Do micro-optimisations matter?#
In short micro-optimisations of your python code matter less than an efficient design. I.e. ‘trial and error’ versus a ‘prime sieve’ or multiple versus single data structures (at least in this example) is more important than a for loop versus a list slice. The difference is that the former gave us an order of magnitude speed up while the latter helped, but to a much smaller extent.
Another example of a micro-optimisation (at least in standard python) relates to the type of data structure used. prime_sieve2 made use of a list of boolean values. Let’s have a look at its size in memory in bytes.
Show code cell source
import math
import sys
candidates_bool = [True] * (10)
sys.getsizeof(candidates_bool)
136
As we only effectively track 0’s (False) and 1’s (True) there is an option to shrink the memory requirement substantially by using a python bytearray.

[Source data]

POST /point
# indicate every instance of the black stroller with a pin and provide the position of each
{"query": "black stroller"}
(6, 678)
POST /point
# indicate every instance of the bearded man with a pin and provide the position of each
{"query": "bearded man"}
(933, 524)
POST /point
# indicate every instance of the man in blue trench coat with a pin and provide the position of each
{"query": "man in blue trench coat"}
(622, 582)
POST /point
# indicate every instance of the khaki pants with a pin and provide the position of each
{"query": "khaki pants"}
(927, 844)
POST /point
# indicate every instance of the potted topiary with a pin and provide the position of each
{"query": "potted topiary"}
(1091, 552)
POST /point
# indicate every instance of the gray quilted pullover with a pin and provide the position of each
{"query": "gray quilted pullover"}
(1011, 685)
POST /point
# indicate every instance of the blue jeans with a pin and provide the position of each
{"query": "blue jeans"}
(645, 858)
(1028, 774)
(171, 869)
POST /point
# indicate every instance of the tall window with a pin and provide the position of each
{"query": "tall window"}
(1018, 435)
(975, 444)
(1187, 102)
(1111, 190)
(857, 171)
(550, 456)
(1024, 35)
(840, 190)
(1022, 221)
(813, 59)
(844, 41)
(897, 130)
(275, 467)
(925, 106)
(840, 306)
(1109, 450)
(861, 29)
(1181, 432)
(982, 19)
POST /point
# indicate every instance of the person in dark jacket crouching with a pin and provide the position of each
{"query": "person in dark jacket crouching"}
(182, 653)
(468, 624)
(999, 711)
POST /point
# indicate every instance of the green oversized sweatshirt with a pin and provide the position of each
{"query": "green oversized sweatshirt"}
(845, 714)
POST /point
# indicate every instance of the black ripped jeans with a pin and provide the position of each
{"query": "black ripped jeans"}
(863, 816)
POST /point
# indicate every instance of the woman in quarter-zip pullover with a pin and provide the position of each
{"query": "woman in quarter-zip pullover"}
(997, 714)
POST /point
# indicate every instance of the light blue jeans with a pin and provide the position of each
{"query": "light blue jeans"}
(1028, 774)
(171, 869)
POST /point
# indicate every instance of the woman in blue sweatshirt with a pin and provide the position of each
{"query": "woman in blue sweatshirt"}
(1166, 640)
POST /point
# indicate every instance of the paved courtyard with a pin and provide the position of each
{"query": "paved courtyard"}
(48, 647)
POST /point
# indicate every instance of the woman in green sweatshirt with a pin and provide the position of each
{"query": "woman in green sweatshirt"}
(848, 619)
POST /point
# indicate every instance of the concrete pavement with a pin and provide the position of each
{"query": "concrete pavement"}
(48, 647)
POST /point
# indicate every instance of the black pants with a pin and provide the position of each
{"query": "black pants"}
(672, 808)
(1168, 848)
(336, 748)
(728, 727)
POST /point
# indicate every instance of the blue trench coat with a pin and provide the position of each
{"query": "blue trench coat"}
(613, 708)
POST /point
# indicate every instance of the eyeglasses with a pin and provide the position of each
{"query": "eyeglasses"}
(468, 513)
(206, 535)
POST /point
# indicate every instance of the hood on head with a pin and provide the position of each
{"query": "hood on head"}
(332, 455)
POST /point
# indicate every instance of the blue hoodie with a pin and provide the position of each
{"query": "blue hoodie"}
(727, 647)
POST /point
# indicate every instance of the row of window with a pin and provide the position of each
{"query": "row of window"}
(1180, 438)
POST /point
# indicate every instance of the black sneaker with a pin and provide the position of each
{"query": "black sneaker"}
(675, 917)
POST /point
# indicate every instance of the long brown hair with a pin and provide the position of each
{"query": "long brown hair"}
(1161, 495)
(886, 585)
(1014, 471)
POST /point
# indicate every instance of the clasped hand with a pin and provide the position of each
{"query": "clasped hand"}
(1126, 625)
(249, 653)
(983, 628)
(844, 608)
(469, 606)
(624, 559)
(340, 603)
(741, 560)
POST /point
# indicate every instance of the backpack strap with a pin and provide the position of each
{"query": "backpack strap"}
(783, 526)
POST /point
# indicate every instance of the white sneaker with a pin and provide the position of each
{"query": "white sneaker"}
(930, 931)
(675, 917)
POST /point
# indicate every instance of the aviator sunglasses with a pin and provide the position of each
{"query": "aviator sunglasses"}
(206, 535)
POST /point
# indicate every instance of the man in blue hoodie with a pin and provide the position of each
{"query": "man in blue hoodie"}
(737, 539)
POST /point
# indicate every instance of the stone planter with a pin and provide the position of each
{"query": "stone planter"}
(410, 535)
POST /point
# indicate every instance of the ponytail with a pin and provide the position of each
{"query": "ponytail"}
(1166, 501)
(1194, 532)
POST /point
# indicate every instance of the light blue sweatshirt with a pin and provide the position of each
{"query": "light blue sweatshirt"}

TASKS FOR THIS EXERCISE:
• 1. Extract the part of the passage on Python micro-optimizations starting with "Do micro-optimisations matter?#" and going on through "a python bytearray.".
• 2. Gather every line of the entries that contains the string "quilted", copying each line word for word.
The text and the entries come from unrelated sources.

ANSWERS TO THE EXERCISE:
• 1.
Do micro-optimisations matter?#
In short micro-optimisations of your python code matter less than an efficient design. I.e. ‘trial and error’ versus a ‘prime sieve’ or multiple versus single data structures (at least in this example) is more important than a for loop versus a list slice. The difference is that the former gave us an order of magnitude speed up while the latter helped, but to a much smaller extent.
Another example of a micro-optimisation (at least in standard python) relates to the type of data structure used. prime_sieve2 made use of a list of boolean values. Let’s have a look at its size in memory in bytes.
Show code cell source
import math
import sys
candidates_bool = [True] * (10)
sys.getsizeof(candidates_bool)
136
As we only effectively track 0’s (False) and 1’s (True) there is an option to shrink the memory requirement substantially by using a python bytearray.

• 2.
# indicate every instance of the gray quilted pullover with a pin and provide the position of each
{"query": "gray quilted pullover"}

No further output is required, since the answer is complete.